**** EXCERPTED DATA
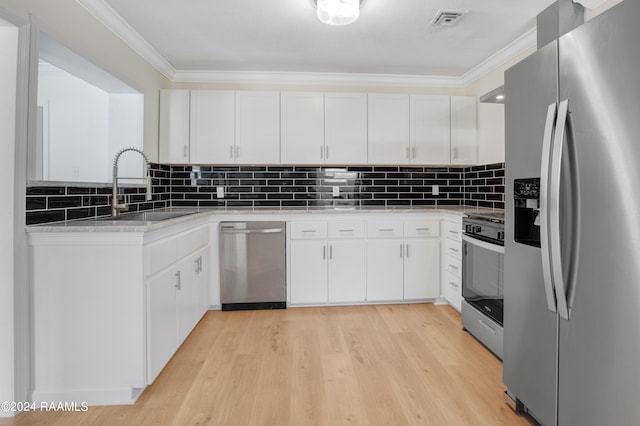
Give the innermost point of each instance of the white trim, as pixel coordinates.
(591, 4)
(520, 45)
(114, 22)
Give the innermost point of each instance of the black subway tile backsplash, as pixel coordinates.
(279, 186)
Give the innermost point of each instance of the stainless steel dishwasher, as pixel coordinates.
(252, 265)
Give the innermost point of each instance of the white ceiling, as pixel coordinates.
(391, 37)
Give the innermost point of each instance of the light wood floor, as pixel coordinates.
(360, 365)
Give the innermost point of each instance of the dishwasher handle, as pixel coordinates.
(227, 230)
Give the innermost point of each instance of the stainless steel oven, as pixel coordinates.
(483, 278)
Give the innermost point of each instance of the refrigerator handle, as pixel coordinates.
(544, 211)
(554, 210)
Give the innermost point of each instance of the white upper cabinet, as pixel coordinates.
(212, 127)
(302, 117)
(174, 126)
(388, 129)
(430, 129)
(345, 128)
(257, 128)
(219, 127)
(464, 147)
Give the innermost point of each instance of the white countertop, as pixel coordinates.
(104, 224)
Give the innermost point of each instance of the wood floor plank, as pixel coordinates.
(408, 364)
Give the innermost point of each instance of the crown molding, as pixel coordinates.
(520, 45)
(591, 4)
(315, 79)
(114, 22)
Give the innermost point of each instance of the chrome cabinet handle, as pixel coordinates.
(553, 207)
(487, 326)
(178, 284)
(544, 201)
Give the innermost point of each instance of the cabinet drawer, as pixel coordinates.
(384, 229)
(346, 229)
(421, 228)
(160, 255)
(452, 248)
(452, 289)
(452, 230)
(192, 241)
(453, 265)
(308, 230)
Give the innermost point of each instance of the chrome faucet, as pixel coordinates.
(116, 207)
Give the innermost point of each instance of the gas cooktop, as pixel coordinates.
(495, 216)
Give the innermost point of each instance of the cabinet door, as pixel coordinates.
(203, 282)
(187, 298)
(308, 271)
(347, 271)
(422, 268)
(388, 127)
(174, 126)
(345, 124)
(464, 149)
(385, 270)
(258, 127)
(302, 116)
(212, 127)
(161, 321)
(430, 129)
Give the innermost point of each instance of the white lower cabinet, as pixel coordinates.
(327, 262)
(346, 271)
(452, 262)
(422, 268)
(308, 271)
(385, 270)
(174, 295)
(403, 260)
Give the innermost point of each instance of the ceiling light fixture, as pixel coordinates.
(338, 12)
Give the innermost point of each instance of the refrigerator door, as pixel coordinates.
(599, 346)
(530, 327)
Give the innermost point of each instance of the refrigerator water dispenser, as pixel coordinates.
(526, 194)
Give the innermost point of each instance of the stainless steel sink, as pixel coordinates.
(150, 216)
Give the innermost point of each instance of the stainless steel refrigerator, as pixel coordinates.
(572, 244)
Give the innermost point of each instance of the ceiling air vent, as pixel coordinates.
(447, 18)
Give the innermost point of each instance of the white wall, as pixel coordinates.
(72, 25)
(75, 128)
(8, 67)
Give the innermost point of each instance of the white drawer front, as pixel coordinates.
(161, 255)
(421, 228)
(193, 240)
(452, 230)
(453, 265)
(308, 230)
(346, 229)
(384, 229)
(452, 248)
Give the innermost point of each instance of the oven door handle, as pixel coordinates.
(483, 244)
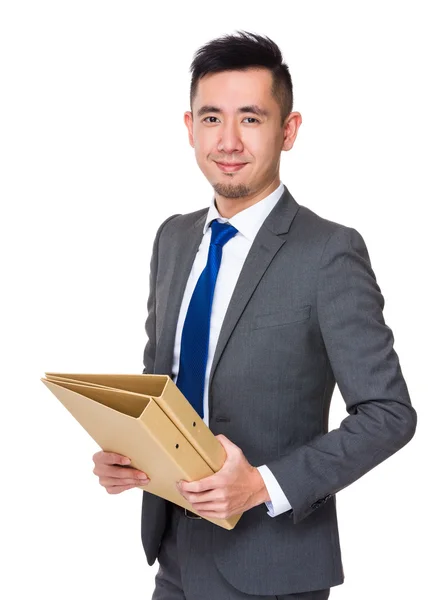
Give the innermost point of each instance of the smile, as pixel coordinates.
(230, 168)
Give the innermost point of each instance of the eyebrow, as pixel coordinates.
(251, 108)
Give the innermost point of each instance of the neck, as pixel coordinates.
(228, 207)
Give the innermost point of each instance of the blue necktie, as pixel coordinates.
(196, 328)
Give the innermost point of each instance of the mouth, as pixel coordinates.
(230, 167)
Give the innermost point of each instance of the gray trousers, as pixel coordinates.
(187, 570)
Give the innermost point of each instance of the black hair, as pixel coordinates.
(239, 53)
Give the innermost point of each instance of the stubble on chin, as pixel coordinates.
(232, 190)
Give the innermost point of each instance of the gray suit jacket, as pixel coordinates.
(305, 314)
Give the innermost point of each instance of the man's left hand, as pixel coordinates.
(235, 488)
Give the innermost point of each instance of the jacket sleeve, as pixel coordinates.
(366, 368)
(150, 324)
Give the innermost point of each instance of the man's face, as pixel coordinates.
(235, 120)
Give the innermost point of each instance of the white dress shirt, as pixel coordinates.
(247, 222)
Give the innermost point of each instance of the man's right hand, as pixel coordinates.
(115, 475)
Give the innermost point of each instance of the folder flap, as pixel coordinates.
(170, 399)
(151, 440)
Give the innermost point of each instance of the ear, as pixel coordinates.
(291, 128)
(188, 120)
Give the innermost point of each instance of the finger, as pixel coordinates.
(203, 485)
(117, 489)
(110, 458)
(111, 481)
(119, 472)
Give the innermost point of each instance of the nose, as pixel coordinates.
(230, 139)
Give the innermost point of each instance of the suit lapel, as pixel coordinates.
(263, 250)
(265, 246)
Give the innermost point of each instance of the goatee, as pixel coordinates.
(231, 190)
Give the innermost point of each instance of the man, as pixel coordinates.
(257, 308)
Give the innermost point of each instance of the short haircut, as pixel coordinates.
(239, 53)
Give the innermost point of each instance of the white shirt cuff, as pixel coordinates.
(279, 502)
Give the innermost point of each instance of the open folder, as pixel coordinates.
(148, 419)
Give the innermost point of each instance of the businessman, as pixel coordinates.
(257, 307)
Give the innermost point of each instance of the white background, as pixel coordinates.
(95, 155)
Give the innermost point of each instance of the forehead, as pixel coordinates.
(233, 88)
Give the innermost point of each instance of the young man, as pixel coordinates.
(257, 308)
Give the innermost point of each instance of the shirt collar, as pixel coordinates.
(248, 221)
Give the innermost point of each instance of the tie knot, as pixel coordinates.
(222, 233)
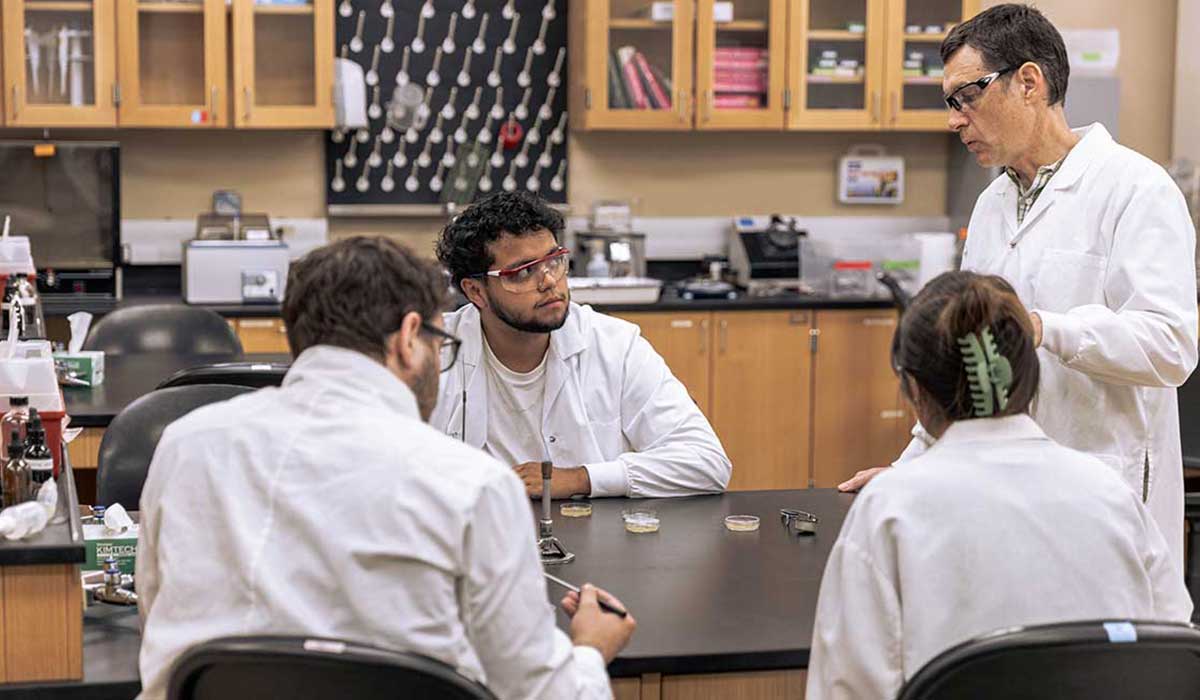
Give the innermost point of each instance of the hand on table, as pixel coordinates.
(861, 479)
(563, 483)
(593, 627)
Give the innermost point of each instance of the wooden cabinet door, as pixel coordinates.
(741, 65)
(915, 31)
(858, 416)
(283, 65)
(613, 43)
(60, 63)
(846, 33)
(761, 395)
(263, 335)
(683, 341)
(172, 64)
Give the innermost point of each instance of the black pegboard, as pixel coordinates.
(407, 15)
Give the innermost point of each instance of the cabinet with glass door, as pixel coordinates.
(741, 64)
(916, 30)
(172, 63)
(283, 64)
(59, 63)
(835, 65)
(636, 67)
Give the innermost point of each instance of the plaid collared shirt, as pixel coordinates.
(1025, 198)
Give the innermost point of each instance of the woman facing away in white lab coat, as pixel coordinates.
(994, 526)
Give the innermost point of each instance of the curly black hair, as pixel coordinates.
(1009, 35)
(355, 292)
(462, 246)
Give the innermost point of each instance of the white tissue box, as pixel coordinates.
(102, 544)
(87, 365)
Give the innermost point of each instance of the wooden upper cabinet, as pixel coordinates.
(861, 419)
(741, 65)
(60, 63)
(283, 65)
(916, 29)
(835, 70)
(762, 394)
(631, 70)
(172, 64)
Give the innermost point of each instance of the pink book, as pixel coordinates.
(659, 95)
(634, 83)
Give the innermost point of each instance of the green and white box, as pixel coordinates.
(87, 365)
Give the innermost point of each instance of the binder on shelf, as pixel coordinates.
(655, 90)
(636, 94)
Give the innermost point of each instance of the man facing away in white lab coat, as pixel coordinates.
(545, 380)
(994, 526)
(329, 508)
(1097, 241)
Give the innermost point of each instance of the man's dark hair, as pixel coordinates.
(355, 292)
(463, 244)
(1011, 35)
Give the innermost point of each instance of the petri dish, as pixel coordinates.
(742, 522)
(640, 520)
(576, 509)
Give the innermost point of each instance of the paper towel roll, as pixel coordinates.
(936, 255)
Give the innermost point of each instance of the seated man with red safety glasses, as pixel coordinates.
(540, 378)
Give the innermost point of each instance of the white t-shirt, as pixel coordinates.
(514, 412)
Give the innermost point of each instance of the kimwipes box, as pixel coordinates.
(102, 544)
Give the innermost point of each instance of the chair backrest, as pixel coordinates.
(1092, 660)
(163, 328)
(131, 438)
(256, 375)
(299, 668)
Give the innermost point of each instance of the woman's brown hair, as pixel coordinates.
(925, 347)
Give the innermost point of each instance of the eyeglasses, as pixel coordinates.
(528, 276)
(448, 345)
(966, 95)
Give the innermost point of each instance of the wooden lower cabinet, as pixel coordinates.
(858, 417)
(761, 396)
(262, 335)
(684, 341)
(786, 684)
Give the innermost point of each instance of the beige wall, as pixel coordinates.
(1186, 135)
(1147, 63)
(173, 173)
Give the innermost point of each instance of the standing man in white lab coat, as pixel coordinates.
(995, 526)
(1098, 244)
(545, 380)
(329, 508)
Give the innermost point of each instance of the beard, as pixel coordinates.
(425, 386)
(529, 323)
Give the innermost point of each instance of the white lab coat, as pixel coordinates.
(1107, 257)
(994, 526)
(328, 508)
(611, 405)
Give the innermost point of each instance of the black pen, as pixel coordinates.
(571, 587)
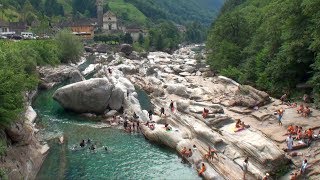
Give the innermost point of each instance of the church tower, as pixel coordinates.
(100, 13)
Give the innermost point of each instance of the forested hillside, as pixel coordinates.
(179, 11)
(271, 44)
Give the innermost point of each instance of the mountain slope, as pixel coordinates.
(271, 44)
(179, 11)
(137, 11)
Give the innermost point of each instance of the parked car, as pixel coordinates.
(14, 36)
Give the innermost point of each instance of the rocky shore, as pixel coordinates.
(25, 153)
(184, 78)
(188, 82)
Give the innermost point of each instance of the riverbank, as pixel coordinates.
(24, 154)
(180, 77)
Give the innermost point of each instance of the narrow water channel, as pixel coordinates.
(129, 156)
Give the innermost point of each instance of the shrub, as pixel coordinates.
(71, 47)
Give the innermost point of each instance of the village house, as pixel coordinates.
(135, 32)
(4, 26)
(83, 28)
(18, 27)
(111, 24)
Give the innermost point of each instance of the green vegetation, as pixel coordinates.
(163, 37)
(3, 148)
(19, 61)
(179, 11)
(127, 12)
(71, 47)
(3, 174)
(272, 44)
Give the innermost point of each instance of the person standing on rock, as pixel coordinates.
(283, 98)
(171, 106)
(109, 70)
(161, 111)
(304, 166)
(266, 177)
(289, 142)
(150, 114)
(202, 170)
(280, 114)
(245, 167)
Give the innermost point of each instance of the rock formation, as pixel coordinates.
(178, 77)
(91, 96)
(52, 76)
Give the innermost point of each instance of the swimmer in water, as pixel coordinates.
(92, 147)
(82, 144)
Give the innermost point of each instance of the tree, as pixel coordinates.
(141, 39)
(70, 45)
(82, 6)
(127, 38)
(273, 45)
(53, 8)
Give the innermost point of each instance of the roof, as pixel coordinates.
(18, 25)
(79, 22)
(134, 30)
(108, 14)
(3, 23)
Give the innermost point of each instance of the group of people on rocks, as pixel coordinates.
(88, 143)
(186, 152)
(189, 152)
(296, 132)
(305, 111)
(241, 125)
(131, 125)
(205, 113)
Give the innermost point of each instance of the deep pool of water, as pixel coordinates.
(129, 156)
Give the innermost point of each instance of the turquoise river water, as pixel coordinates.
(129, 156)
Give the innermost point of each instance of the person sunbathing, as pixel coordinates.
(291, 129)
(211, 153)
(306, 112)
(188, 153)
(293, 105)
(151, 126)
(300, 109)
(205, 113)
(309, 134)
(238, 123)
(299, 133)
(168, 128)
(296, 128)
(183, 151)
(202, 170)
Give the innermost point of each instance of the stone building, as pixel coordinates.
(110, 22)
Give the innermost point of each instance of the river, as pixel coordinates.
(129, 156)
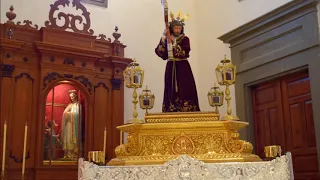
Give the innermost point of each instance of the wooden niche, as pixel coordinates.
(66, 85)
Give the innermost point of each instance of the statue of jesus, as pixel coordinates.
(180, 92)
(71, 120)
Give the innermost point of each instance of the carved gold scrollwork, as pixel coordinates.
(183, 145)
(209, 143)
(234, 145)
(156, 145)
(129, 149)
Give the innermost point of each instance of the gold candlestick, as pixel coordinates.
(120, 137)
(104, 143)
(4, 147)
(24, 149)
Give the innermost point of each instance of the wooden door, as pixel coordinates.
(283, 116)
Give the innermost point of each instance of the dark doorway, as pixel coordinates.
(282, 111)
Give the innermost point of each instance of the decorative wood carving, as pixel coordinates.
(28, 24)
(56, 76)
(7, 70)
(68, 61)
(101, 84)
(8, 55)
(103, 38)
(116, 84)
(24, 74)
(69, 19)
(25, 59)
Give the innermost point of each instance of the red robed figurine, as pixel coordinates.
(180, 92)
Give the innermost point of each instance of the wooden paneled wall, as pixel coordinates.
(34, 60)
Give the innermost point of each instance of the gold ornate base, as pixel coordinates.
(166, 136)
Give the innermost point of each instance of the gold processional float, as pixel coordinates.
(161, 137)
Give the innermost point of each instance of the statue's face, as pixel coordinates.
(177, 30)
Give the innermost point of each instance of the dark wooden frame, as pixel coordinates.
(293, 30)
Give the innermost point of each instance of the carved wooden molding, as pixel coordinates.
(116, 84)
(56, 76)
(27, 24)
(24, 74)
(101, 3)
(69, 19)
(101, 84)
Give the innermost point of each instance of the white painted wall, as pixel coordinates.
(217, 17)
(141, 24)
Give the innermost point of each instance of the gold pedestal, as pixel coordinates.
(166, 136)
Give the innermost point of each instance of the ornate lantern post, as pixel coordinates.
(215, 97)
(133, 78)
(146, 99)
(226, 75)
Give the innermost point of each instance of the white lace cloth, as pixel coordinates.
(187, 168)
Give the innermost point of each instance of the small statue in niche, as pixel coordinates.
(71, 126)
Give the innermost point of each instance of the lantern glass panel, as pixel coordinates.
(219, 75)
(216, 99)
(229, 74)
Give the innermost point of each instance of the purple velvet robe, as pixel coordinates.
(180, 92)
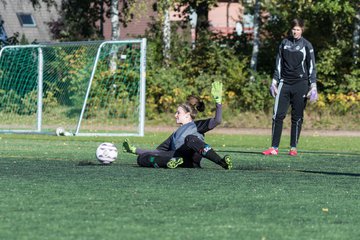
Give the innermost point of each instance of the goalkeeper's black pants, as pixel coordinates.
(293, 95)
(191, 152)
********
### SHORT EXERCISE
Reproduce the data verbatim, starting at the line that contains "Give the innermost point of each instance of the red" and continuing through the last line of the data, with both ends included. Omit the pictures from your answer.

### TASK RESULT
Give the innermost point of each instance of the red robed figurine, as pixel coordinates.
(180, 92)
Give the innermost point of each instance of the wooden paneled wall, as pixel coordinates.
(34, 60)
Give the innermost point of each instance of the gold ornate base, as pixel coordinates.
(166, 136)
Give the innermost point of each instance of the gold processional float, as pixel coordinates.
(161, 137)
Give the innermost point of each instance of the statue's face, as pixel coordinates.
(177, 30)
Give the innermost point of each instance of the dark wooden frame, as pixel coordinates.
(293, 30)
Give the innermost point of each instance of the carved wooden molding, as pixel coordinates.
(116, 84)
(56, 76)
(27, 24)
(24, 74)
(101, 3)
(69, 19)
(101, 84)
Give the innermost point of each instance of the white painted wall, as pixel coordinates.
(217, 17)
(141, 24)
Give the innermost point of each instance of the gold pedestal, as pixel coordinates.
(166, 136)
Give the innermost point of each instance of the ornate lantern post, as pixel coordinates.
(215, 97)
(133, 78)
(146, 99)
(226, 75)
Give the innermost point of each instance of the white lace cloth, as pixel coordinates.
(187, 168)
Give the innermost point of each instance of the small statue in niche, as pixel coordinates.
(71, 126)
Give the innermost point of each instance of the lantern glass panel, as pixel coordinates.
(219, 75)
(216, 99)
(229, 74)
Give the innermost point of each instance of the purple velvet robe, as pixel coordinates.
(180, 92)
Give the innermost point of each instance of the goalkeeper's black pants, as pixel coordinates.
(293, 95)
(191, 152)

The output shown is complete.